Directions for this task ::
Find the line that contains "Note to the class: indicate the dark". Repeat that line and all lines following it, exactly, through the end of the listing below.

Supplied entries ::

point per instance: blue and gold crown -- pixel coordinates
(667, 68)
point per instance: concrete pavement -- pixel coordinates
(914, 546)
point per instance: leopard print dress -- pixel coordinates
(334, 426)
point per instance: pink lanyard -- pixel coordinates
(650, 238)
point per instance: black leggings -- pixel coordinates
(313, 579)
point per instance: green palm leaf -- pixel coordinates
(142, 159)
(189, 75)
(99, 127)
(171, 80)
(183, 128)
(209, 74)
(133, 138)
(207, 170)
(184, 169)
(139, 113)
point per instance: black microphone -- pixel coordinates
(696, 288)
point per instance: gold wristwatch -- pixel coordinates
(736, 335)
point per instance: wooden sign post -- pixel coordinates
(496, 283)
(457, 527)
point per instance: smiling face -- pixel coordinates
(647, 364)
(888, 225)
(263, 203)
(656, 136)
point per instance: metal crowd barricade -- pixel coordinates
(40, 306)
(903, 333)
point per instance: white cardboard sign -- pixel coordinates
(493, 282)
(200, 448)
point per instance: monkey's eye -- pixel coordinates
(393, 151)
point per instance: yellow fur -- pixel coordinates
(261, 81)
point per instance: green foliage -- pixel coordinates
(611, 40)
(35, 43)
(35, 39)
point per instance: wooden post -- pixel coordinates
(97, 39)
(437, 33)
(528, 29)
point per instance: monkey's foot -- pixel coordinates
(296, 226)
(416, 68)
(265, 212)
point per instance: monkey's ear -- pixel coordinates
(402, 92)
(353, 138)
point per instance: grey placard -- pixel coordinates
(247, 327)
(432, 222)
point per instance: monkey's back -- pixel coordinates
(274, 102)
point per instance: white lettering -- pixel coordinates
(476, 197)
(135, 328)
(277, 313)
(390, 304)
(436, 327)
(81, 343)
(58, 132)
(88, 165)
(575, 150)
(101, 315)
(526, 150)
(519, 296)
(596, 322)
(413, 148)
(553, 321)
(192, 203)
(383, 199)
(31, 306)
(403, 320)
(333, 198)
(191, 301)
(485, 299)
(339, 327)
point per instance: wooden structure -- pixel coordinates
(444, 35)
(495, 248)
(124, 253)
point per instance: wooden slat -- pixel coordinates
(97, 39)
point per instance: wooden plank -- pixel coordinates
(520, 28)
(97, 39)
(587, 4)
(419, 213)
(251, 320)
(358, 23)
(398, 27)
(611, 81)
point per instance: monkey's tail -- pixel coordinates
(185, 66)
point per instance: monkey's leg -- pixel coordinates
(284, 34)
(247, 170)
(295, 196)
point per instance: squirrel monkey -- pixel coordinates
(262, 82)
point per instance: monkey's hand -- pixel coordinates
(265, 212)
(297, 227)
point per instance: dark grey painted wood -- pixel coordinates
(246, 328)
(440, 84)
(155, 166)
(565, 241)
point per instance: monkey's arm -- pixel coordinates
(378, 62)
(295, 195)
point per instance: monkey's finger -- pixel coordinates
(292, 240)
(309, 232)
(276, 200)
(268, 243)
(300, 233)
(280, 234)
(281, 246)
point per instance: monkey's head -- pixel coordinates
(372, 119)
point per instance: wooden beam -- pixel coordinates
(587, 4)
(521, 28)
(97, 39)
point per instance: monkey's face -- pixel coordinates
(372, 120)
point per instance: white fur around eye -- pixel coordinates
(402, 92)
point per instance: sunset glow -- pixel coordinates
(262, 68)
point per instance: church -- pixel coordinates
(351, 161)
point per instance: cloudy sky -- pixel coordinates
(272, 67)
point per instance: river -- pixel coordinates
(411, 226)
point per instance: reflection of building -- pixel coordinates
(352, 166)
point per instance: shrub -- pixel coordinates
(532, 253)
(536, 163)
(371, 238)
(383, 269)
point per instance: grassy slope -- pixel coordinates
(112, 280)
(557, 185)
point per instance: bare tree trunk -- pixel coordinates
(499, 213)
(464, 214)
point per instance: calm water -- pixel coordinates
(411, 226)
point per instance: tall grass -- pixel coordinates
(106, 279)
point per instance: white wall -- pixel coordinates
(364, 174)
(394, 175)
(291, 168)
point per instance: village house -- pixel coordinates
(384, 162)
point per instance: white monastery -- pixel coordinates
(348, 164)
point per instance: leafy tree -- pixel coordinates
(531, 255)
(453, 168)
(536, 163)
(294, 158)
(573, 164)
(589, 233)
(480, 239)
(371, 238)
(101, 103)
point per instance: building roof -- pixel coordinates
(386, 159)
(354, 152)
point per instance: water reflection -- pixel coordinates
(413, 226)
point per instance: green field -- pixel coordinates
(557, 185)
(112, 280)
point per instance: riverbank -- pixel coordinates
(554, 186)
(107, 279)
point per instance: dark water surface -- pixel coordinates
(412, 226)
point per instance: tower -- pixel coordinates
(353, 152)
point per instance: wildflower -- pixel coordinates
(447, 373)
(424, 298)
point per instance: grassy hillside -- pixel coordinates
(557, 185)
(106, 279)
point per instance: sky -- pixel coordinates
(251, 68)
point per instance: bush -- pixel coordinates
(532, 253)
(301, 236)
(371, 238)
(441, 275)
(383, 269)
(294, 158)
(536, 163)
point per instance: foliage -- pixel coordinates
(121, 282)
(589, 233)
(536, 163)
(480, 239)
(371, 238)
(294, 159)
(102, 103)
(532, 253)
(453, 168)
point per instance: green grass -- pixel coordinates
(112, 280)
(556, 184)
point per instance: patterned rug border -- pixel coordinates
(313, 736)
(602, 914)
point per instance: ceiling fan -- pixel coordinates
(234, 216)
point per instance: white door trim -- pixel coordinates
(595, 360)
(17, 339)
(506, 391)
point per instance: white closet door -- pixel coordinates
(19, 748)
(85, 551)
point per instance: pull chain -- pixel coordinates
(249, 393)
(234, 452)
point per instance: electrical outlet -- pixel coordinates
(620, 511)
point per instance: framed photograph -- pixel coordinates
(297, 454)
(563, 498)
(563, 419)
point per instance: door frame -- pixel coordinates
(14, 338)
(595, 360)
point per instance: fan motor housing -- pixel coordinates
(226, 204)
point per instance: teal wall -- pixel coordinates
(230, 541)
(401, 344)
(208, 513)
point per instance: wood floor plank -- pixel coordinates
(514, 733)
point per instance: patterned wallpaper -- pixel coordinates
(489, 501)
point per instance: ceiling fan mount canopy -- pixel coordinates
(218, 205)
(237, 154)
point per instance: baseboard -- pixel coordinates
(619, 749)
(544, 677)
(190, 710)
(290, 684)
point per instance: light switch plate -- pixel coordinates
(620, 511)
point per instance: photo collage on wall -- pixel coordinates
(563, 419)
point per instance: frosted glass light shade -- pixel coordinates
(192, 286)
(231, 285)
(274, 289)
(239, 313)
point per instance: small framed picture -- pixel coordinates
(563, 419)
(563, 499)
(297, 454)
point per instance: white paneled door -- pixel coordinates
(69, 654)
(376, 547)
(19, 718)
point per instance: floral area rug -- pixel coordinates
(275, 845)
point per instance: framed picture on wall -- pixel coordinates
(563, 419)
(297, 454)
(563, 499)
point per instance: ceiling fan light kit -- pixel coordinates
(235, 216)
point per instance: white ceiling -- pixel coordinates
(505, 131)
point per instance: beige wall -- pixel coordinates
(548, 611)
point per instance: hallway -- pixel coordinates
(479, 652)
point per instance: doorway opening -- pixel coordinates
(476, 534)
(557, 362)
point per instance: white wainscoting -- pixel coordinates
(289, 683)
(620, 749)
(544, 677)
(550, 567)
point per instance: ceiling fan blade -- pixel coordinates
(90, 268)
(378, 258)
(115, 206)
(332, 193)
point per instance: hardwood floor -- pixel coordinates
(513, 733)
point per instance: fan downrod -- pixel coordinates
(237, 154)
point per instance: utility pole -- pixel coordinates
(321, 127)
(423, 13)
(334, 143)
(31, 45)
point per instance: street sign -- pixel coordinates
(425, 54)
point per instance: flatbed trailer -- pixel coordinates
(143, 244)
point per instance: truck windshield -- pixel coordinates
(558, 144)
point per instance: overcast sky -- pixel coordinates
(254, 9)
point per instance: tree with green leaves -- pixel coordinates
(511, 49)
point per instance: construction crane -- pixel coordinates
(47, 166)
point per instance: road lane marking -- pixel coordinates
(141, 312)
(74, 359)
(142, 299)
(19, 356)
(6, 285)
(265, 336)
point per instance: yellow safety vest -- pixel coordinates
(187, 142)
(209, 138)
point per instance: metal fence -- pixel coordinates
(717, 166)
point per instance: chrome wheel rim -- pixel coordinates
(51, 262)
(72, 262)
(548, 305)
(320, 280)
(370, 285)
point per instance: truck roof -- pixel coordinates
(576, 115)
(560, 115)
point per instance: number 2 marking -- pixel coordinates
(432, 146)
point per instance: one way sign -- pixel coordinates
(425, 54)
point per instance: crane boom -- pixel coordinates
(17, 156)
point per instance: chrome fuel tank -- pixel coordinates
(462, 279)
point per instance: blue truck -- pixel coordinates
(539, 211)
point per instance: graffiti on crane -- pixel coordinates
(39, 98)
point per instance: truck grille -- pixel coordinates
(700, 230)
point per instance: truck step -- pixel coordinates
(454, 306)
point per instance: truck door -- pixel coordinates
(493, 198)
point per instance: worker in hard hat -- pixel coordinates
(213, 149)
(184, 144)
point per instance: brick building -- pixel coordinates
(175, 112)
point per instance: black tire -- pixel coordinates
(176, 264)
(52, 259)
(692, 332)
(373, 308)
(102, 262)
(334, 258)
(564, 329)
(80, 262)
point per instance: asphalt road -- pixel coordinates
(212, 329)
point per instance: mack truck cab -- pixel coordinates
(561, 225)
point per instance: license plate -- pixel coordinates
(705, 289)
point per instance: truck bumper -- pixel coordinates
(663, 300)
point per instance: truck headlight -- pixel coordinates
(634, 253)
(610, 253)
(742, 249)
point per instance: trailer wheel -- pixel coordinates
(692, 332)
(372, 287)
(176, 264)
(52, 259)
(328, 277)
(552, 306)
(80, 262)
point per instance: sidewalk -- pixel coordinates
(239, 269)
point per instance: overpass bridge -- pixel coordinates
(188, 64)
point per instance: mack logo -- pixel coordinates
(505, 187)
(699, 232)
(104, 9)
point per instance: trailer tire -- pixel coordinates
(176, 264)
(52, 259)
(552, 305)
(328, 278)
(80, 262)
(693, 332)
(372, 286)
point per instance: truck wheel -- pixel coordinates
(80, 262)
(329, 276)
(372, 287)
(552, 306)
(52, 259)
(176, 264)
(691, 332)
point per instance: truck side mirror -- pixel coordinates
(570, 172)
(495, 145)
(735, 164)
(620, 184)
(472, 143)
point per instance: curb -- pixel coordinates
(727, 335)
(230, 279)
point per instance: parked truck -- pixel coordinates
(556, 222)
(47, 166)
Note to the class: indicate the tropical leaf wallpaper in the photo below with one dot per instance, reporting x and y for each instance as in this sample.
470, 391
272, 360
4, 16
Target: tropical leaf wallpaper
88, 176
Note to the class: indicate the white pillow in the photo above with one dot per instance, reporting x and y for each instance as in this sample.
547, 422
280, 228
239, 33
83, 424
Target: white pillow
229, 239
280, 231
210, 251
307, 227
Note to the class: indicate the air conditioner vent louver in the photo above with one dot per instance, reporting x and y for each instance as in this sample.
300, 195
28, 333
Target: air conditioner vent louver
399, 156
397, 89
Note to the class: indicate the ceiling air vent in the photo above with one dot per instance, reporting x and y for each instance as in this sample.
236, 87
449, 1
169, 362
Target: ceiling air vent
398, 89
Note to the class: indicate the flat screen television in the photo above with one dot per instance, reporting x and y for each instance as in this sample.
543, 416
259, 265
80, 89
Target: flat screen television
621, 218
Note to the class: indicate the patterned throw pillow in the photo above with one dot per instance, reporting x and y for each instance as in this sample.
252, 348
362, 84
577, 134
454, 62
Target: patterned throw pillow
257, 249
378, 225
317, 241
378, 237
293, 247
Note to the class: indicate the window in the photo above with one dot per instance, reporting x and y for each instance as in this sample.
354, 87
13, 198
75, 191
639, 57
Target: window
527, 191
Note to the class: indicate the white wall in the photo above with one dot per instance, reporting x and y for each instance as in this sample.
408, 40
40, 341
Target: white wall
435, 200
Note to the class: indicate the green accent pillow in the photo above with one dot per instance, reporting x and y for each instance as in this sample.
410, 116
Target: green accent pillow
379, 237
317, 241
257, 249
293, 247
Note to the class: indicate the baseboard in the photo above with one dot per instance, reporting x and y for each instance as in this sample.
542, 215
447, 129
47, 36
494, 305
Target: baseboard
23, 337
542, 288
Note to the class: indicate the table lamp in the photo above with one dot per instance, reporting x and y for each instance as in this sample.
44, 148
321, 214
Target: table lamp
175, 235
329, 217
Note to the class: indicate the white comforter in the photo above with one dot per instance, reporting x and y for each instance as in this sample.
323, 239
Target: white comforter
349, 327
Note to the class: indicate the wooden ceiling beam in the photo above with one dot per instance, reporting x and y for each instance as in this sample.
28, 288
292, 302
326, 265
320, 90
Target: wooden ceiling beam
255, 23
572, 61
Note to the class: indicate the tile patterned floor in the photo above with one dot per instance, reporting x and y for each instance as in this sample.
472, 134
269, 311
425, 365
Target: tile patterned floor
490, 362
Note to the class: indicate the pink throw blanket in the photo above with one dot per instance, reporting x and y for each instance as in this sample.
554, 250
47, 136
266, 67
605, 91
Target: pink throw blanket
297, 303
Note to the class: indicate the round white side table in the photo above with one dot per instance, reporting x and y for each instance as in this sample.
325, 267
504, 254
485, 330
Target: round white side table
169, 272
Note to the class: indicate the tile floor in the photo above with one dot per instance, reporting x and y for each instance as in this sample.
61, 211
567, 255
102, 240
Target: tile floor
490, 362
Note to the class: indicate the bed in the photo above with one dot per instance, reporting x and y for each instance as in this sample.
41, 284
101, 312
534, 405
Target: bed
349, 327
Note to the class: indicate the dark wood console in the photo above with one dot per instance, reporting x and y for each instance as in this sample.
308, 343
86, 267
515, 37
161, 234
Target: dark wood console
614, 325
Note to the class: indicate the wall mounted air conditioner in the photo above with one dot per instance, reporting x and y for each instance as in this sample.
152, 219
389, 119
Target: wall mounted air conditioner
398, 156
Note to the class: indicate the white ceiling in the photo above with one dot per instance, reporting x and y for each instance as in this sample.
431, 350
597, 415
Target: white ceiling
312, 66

Reply ::
Note to the class: indicate the dark wood console in the photo above with one dot per instance, reporting x and y for each instance as in this sample.
308, 343
86, 267
515, 37
161, 234
Target: dark wood console
614, 325
Note to the class: indicate the wall mounted air conditioner in the photo above with one dot per instance, reporting x and y for each instance as in this sample.
152, 219
389, 119
Target: wall mounted air conditioner
398, 156
Note to the class: indicate the white ceiling in the photo above with one dot per instance, reporting x and y for each instance as in this sample.
431, 350
597, 415
Target: white ceiling
312, 66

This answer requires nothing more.